● What you will do
Apart from the pictures, every line below is to be set down exactly.

═════ Given entries ═════

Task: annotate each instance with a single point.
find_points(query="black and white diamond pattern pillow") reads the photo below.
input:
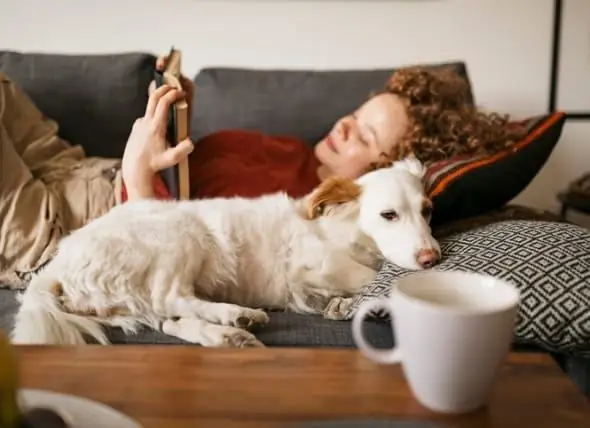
(548, 261)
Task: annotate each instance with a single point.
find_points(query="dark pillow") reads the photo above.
(548, 261)
(465, 187)
(94, 98)
(302, 104)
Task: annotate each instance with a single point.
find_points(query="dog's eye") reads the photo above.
(389, 215)
(426, 211)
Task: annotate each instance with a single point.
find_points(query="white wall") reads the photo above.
(506, 44)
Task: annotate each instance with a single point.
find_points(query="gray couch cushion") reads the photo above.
(94, 98)
(284, 329)
(299, 103)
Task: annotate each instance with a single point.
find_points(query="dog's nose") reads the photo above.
(427, 258)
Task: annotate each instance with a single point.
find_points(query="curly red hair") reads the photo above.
(443, 121)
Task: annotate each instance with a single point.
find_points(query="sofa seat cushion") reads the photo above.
(284, 329)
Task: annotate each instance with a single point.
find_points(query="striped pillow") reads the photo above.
(467, 186)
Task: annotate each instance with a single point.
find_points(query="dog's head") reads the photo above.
(390, 207)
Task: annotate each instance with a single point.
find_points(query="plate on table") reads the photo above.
(79, 412)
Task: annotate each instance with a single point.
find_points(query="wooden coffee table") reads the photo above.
(178, 386)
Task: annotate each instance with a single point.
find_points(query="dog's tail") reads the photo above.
(40, 319)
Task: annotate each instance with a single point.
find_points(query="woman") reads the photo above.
(48, 187)
(420, 111)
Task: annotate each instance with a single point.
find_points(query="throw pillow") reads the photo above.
(464, 187)
(549, 262)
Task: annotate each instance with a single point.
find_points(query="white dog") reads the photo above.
(199, 266)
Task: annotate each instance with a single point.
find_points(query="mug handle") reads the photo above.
(383, 356)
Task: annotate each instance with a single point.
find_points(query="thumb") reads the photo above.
(174, 155)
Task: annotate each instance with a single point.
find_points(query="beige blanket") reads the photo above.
(48, 187)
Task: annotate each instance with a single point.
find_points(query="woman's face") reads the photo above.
(358, 140)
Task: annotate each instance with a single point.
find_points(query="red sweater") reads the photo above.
(249, 164)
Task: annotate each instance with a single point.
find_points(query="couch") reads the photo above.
(95, 99)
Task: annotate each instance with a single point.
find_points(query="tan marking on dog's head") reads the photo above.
(332, 191)
(427, 207)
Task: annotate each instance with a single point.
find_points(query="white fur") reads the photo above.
(210, 261)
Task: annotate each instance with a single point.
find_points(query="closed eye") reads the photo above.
(389, 215)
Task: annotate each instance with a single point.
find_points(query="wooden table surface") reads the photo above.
(178, 386)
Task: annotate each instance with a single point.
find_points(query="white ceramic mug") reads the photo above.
(452, 330)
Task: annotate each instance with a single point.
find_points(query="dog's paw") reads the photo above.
(239, 338)
(206, 334)
(337, 308)
(248, 318)
(236, 316)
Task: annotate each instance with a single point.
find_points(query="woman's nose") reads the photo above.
(348, 130)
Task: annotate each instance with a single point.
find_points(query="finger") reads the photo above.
(161, 62)
(154, 99)
(164, 103)
(174, 155)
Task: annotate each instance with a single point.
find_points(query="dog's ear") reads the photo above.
(331, 192)
(413, 165)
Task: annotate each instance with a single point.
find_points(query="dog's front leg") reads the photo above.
(225, 314)
(337, 308)
(204, 333)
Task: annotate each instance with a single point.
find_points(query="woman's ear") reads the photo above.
(331, 192)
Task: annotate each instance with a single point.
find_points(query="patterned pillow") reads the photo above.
(548, 261)
(468, 186)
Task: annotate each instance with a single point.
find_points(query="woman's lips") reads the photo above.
(330, 144)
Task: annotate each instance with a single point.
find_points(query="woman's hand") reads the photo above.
(147, 150)
(187, 85)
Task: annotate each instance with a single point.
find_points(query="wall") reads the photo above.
(506, 44)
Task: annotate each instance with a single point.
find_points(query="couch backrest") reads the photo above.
(94, 98)
(299, 103)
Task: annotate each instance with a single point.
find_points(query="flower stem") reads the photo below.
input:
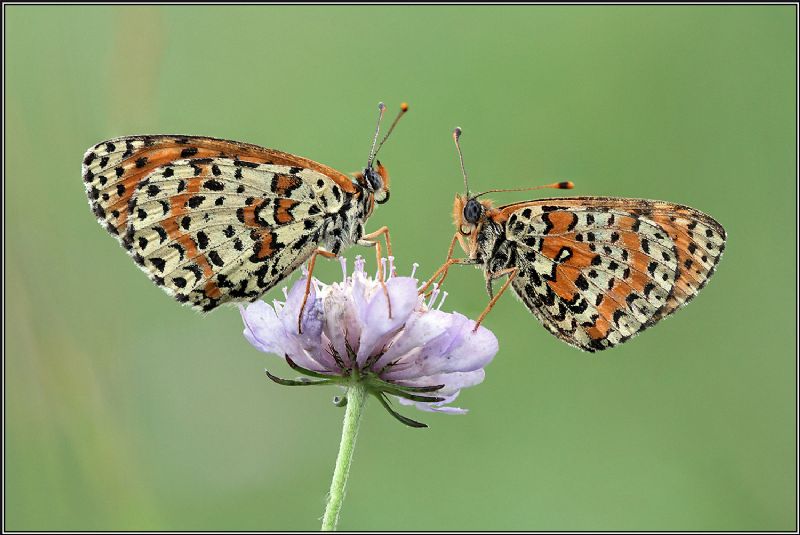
(356, 396)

═════

● Solution to this exercise
Task: annotate each instance with a single point.
find_points(query="black and white diamond pattern pillow") reads the photo below.
input:
(548, 261)
Task: annotate each instance with a single point.
find_points(query="dark pillow") reads the photo above.
(548, 261)
(465, 187)
(94, 98)
(302, 104)
Task: annotate each instance with a single point.
find_points(query="dog's eye") reads the photo above.
(389, 215)
(426, 211)
Task: annotate each instance with a single point.
find_points(query="white wall") reads the photo above.
(506, 44)
Task: annotate each instance with a single point.
find_points(query="gray couch cushion") reads the photo above.
(94, 98)
(284, 329)
(299, 103)
Task: annotate each instance with a single point.
find_points(query="dog's nose") reads the photo above.
(427, 258)
Task: annotate each instance with a single point.
find_points(query="curly red hair") reads the photo above.
(443, 121)
Task: annotate each instance with a single point.
find_points(query="sofa seat cushion") reads the photo above.
(284, 329)
Task: annotate each instance with a single point.
find_points(query="striped pillow") reads the photo above.
(467, 186)
Task: annotate each instance with a single point.
find_points(query="dog's head") reads the photo above.
(390, 207)
Task: annotate each instance with a single point.
find_points(query="plate on table") reads the photo above.
(79, 412)
Task: annotate each instance with a single point.
find_points(query="wooden coffee table") reads the photo above.
(178, 386)
Task: annotate each instance with a single point.
find_points(query="dog's tail") reads the photo above.
(40, 319)
Task: annotate each instance with a single point.
find_points(query="woman") reads the photo above.
(48, 187)
(420, 111)
Task: annotate each instance with a single point.
find_points(query="throw pillow") reads the photo above.
(464, 187)
(549, 262)
Task: annotate each instance with a single point.
find_points(query="white dog") reads the photo above.
(199, 266)
Task: annotate each instance with a single point.
find_points(query="mug handle") reads the photo above.
(383, 356)
Task: annotate each instance with a single point.
find_points(query="thumb") reads the photo above.
(174, 155)
Task: annotate each instance with a single point.
find_points(query="beige blanket") reads the photo above.
(48, 187)
Task: annotate each instance with a single point.
find_points(query="woman's face") reads the photo above.
(358, 140)
Task: annotate each instance with a single point.
find_points(query="red sweater") reads the photo above.
(249, 164)
Task: annotate each instance with a single point.
find_points(query="couch") reads the photo above.
(95, 99)
Task: annotate each instance with a single point.
find_points(query="tan marking on dog's head") reads the photo above.
(332, 191)
(427, 207)
Task: annotate each instance with a single point.
find_points(query="white fur") reads the photo above.
(210, 261)
Task: annotate each instance with a single point.
find_points(query="closed eye") reads the photo above.
(389, 215)
Task: annotate each instance with a single point.
find_points(query="wooden table surface") reads the photo above.
(178, 386)
Task: annotate each instance with a single point.
find_points(query="white ceramic mug") reads the photo above.
(452, 330)
Task: annotate each instance with a single point.
find_points(query="dog's paw") reads the photo above.
(239, 338)
(206, 334)
(337, 308)
(248, 318)
(236, 316)
Task: annotate each instance with a single point.
find_points(query="woman's nose") reads the photo above.
(348, 130)
Task: annotate each instance with a single point.
find_points(query="finger") reads the photo above.
(161, 62)
(154, 99)
(164, 103)
(174, 155)
Task: annotate each instance with a single point.
find_points(query="dog's ear") reads the photo above.
(331, 192)
(413, 165)
Task: annotate each instance with a single point.
find_points(query="dog's front leg") reads the photo above.
(225, 314)
(337, 308)
(204, 333)
Task: annotate each instance with a single point.
find_points(query="woman's ear") reads the photo above.
(331, 192)
Task: annotate each instance with a single point.
find_points(query="patterned pillow") reads the photo above.
(548, 261)
(468, 186)
Task: annotate each instance with a single point.
find_points(query="woman's lips") reads the photo above.
(330, 144)
Task: annotate each instance with a single point.
find_points(query="woman's hand") reads the photo above.
(147, 150)
(187, 85)
Task: annotate each instance with a single point.
find_points(query="wall") reads the photo above.
(506, 44)
Task: annotate each instance with a single point.
find_points(query="couch backrest") reads the photo above.
(94, 98)
(299, 103)
Task: annotate each instance with a single point.
find_points(query="flower stem") reads the photo below.
input:
(356, 396)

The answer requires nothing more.